[Task goal]
In the records below, some lines contain the word "pedestrian". Copy each of them.

________________________

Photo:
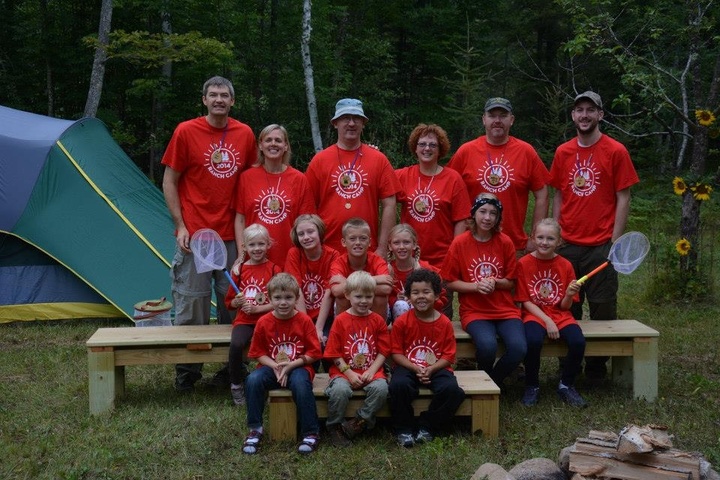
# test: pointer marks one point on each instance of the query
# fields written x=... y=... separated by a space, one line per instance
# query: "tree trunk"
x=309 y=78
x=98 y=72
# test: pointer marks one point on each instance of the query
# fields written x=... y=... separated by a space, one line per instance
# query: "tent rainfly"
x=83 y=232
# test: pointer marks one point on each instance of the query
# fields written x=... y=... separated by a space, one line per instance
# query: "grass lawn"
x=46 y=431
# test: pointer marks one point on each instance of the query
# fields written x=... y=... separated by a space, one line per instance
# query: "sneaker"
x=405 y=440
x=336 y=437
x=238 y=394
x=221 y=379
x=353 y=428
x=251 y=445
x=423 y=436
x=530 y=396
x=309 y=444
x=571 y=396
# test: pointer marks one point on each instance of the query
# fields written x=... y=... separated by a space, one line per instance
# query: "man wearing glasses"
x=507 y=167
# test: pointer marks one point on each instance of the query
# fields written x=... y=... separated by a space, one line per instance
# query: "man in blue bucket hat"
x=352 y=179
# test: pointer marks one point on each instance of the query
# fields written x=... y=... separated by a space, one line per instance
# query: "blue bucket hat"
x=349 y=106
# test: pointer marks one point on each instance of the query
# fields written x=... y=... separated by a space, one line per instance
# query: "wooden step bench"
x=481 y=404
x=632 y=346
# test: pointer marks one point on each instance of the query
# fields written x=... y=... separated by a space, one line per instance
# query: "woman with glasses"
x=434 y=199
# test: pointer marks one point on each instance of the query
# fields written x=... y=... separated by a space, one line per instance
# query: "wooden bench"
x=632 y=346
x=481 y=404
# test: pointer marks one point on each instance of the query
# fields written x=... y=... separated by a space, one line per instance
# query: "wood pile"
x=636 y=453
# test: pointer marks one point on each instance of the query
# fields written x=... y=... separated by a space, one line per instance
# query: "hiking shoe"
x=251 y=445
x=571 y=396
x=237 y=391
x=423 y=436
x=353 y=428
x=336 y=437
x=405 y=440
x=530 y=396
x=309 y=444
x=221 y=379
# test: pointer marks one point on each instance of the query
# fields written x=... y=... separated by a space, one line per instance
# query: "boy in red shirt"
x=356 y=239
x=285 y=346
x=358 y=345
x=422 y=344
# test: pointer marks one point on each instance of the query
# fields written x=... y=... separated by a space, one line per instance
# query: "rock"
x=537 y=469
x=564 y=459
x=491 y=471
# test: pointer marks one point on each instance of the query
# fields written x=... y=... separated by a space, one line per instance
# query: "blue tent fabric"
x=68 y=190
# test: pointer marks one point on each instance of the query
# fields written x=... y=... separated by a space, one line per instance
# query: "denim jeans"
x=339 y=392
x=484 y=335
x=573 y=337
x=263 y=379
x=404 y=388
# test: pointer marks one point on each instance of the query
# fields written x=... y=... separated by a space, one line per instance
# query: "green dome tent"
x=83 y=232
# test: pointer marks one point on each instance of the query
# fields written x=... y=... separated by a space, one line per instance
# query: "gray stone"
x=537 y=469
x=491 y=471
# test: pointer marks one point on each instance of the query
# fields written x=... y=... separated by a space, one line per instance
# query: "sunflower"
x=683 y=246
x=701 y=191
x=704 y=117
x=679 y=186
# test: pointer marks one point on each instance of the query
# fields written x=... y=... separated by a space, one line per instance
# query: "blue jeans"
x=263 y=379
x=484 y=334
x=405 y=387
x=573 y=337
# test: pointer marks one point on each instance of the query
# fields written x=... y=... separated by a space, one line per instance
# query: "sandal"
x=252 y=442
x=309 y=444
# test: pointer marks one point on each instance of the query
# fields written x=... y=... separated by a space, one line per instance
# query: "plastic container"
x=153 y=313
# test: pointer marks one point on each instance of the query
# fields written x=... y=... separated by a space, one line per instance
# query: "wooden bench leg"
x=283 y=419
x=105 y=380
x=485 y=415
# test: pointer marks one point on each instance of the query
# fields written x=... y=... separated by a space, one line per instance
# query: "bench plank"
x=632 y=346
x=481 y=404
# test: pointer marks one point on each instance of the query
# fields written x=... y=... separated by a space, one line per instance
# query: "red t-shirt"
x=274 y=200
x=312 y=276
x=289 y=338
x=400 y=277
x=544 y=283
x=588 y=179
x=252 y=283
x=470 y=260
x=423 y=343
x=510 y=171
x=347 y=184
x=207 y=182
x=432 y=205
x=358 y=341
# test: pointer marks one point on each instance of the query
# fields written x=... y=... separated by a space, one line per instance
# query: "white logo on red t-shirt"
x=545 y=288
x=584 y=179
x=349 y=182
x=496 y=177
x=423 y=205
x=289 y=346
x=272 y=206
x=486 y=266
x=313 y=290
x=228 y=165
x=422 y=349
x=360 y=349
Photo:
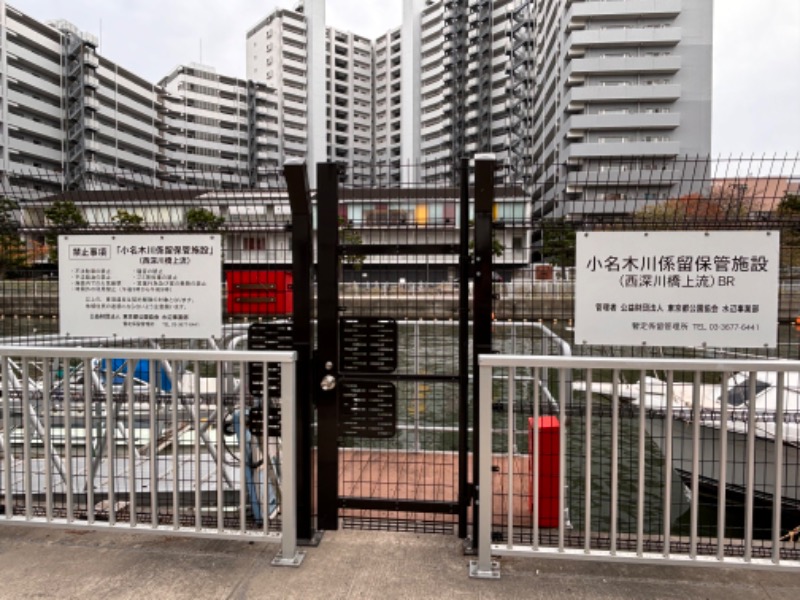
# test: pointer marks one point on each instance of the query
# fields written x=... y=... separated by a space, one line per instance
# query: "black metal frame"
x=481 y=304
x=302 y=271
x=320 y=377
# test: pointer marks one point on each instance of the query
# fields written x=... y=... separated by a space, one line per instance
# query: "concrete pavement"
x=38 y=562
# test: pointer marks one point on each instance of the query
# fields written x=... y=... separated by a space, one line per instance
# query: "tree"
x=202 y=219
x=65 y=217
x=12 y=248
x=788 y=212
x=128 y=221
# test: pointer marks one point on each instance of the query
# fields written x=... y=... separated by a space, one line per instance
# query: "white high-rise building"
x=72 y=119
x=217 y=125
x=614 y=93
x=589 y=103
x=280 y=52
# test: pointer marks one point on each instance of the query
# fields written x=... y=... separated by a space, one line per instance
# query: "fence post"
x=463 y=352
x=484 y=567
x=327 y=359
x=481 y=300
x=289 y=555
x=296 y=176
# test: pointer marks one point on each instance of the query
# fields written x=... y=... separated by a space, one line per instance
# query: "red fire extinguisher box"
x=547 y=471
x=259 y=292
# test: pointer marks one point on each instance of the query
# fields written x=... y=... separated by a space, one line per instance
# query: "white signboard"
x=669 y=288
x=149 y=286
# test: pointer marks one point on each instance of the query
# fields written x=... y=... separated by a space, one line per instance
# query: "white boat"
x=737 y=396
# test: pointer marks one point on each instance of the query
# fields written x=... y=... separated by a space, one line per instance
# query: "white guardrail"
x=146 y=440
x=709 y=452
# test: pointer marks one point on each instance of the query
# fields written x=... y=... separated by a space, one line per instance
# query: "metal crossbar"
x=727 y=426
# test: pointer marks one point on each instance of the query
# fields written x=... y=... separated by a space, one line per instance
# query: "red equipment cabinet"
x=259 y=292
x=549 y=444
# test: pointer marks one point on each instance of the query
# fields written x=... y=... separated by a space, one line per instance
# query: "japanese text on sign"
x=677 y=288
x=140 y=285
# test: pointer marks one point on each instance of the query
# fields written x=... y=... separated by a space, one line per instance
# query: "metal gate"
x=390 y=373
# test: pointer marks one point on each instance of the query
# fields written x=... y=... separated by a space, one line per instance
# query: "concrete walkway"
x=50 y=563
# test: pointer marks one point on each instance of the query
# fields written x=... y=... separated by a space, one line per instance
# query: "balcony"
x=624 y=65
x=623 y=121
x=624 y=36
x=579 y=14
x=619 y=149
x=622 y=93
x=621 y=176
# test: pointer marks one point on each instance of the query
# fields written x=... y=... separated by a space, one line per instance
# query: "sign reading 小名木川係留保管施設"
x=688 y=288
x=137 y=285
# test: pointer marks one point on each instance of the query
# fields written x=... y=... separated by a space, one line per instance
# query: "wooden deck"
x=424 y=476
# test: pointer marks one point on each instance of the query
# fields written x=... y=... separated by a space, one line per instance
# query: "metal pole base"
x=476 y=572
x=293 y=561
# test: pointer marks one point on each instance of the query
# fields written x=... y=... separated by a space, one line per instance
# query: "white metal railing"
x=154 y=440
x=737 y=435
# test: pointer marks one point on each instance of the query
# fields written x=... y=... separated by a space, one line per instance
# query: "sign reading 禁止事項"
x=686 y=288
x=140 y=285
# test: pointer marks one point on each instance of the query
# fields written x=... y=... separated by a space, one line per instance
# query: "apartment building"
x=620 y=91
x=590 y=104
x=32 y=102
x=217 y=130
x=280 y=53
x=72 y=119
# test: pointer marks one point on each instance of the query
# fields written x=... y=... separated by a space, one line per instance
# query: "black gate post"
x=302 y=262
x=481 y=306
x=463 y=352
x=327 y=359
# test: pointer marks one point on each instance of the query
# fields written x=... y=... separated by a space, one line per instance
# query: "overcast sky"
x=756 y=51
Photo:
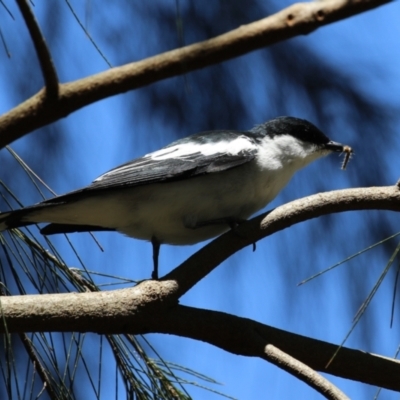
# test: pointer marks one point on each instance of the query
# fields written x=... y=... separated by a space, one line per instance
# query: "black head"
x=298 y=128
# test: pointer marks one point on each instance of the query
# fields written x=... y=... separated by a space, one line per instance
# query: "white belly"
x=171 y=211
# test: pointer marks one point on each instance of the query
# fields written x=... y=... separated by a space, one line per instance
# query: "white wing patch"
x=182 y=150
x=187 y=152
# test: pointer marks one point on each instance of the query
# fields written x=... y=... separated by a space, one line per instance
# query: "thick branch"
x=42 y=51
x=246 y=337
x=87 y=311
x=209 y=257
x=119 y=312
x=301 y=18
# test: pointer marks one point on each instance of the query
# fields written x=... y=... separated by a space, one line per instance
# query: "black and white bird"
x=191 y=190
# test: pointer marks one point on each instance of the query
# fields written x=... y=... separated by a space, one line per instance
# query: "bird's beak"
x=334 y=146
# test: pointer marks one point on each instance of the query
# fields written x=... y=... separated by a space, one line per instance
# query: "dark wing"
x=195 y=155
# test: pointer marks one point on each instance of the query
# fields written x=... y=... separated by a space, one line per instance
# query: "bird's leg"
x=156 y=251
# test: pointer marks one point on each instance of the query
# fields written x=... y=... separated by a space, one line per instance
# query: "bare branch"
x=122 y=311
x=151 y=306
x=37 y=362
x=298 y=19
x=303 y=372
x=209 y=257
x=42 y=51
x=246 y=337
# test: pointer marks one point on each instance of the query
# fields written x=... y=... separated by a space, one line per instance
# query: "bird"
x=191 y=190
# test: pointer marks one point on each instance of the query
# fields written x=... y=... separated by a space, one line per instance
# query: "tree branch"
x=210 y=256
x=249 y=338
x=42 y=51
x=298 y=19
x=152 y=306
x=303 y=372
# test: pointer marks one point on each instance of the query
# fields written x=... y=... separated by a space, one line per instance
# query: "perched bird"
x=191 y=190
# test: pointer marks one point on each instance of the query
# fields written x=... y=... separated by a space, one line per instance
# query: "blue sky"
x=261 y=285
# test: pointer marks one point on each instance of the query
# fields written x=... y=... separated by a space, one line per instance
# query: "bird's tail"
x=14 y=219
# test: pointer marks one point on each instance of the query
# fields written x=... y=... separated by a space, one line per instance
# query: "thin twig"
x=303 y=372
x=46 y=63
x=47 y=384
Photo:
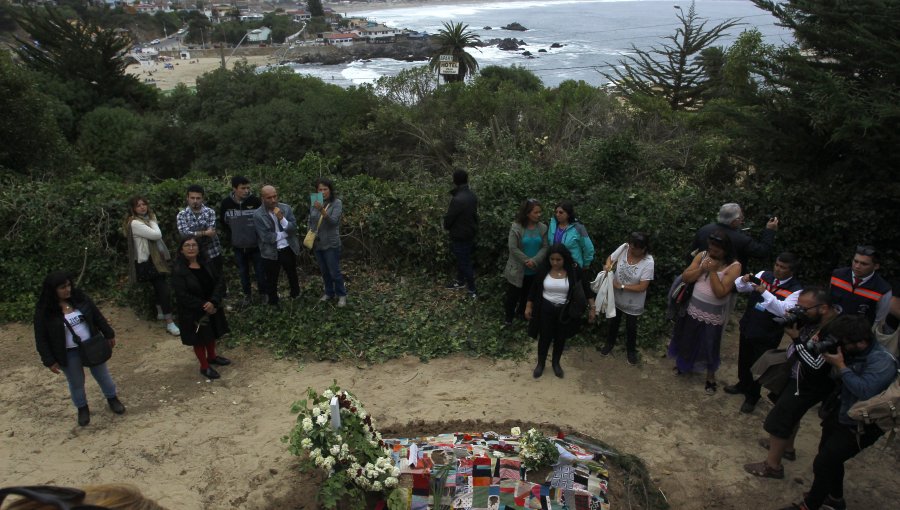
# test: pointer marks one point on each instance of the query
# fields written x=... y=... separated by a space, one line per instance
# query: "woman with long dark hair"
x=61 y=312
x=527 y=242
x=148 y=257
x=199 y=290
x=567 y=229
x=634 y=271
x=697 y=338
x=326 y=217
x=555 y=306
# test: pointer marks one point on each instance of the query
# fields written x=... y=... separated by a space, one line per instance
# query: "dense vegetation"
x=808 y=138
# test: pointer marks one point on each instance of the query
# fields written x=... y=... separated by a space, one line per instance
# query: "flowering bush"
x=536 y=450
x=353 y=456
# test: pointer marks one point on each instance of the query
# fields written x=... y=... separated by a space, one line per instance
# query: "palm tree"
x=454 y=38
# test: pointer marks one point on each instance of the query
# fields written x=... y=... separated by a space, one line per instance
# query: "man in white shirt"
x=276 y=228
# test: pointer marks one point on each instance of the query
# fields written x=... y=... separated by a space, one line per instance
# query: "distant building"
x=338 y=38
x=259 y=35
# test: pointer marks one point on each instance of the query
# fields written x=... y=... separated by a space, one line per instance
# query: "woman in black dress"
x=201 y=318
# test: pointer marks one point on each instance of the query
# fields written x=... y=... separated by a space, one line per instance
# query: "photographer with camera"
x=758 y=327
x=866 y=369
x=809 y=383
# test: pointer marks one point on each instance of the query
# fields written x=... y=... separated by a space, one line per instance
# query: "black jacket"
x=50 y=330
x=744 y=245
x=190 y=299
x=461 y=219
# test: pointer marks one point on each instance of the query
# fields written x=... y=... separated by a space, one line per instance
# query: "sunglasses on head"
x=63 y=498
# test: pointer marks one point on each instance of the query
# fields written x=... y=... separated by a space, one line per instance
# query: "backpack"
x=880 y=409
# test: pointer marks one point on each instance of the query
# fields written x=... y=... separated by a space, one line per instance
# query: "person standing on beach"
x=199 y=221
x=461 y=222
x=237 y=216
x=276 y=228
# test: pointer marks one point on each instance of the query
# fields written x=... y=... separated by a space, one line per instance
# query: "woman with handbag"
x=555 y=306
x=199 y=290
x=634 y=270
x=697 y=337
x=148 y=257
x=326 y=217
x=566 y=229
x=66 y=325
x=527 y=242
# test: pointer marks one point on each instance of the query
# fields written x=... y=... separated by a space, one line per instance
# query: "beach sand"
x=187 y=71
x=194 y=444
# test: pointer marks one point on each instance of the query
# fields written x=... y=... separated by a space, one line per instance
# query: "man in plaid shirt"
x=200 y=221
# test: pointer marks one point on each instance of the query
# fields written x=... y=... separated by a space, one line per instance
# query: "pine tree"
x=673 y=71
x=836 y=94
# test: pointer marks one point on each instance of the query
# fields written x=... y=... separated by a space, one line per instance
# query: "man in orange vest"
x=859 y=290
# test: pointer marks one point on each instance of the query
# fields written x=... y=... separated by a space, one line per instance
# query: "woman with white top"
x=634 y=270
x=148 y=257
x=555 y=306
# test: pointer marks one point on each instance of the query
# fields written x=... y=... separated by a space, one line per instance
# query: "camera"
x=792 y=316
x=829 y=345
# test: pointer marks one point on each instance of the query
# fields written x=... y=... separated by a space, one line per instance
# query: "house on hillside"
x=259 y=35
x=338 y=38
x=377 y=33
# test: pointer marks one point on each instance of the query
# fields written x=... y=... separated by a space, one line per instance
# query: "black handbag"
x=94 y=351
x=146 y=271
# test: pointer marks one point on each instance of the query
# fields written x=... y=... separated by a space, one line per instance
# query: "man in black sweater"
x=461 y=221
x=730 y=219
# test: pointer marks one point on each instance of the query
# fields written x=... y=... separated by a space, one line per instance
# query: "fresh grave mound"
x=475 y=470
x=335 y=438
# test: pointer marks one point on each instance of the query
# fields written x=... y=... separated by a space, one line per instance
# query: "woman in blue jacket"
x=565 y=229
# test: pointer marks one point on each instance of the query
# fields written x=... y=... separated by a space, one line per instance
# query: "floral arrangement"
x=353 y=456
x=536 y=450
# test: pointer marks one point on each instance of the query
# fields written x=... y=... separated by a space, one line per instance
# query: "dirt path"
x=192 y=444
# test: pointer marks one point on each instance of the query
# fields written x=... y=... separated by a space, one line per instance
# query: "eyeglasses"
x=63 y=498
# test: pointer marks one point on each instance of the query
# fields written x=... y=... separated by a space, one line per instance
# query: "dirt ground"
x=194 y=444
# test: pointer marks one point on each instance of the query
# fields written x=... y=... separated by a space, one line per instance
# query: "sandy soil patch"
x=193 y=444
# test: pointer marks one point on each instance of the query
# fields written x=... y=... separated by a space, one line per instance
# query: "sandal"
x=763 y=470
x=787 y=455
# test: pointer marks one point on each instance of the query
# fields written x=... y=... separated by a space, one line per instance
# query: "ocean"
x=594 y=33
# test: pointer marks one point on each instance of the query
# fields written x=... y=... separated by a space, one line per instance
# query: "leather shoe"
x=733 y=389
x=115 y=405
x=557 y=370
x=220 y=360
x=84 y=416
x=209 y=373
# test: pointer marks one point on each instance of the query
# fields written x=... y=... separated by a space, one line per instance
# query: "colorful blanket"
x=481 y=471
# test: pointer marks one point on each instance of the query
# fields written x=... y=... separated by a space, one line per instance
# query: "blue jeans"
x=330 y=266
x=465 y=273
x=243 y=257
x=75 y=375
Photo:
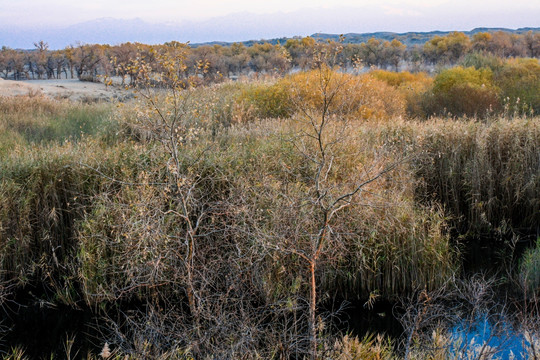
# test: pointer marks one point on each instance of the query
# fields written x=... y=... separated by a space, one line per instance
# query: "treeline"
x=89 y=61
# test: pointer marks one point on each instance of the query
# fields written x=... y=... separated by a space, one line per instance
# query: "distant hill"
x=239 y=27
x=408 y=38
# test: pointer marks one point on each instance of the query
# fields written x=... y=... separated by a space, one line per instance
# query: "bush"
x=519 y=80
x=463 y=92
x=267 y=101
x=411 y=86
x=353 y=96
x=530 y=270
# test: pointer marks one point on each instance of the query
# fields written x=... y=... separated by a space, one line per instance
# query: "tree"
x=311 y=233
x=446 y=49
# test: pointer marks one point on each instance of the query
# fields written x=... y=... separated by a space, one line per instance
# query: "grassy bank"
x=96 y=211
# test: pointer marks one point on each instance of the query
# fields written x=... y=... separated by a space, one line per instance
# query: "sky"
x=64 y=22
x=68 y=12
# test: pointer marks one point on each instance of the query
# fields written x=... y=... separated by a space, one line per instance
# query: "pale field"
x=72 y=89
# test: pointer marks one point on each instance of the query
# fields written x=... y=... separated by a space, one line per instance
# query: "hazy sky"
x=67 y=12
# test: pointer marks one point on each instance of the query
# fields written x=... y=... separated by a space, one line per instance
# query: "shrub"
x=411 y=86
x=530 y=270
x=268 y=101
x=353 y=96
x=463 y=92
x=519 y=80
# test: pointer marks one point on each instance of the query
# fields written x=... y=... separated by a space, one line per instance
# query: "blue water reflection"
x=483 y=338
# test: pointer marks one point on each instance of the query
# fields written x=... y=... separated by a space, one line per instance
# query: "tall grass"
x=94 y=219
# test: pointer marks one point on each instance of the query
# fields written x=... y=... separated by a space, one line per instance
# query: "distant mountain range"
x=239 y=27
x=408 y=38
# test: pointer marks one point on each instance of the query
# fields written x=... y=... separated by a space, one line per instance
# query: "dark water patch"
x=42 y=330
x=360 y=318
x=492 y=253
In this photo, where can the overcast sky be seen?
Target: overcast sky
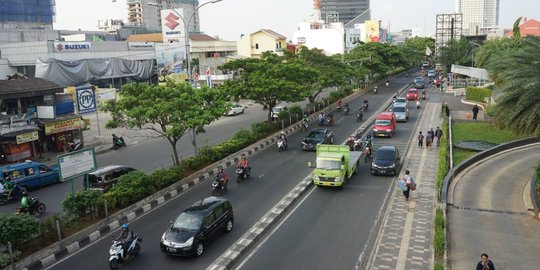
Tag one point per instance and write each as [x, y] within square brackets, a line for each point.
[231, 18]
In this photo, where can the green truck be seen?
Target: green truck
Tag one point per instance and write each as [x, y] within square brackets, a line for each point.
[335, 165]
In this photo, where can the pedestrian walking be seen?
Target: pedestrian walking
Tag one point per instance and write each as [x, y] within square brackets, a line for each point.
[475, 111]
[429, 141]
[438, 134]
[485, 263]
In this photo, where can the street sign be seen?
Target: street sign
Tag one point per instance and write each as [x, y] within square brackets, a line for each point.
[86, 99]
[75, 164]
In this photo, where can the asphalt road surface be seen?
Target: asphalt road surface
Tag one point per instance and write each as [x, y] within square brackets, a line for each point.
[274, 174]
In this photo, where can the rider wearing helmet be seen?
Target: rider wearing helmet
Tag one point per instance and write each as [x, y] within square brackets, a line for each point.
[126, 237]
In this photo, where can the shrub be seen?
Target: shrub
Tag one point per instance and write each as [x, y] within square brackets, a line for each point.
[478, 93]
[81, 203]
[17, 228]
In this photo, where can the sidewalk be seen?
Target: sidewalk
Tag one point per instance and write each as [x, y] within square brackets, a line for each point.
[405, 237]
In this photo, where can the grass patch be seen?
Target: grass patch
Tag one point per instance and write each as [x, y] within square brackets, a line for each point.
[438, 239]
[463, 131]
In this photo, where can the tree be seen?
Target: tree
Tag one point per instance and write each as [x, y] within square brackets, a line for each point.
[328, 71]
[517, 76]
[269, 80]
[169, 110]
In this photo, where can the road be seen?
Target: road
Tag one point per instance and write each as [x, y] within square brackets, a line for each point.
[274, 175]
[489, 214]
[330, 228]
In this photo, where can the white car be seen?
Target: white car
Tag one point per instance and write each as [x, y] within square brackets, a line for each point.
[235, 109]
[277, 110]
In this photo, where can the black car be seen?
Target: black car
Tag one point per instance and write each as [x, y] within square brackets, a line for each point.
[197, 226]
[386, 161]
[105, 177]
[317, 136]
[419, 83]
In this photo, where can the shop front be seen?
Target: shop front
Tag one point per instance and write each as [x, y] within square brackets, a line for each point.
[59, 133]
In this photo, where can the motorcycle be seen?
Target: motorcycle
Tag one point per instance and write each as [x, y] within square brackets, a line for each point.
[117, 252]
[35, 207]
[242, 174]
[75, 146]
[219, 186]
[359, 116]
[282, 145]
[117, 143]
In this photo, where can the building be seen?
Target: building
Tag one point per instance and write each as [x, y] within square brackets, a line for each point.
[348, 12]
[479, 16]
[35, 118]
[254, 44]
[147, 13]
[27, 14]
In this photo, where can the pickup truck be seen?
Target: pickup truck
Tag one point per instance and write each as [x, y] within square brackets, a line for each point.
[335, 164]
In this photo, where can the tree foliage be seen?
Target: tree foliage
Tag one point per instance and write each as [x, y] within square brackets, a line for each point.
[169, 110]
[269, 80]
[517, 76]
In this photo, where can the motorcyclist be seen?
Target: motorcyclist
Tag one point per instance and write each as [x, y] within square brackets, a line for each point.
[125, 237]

________________________

[Your response]
In this photo, where can the pedestrian walking be seen?
Target: pedestrian walking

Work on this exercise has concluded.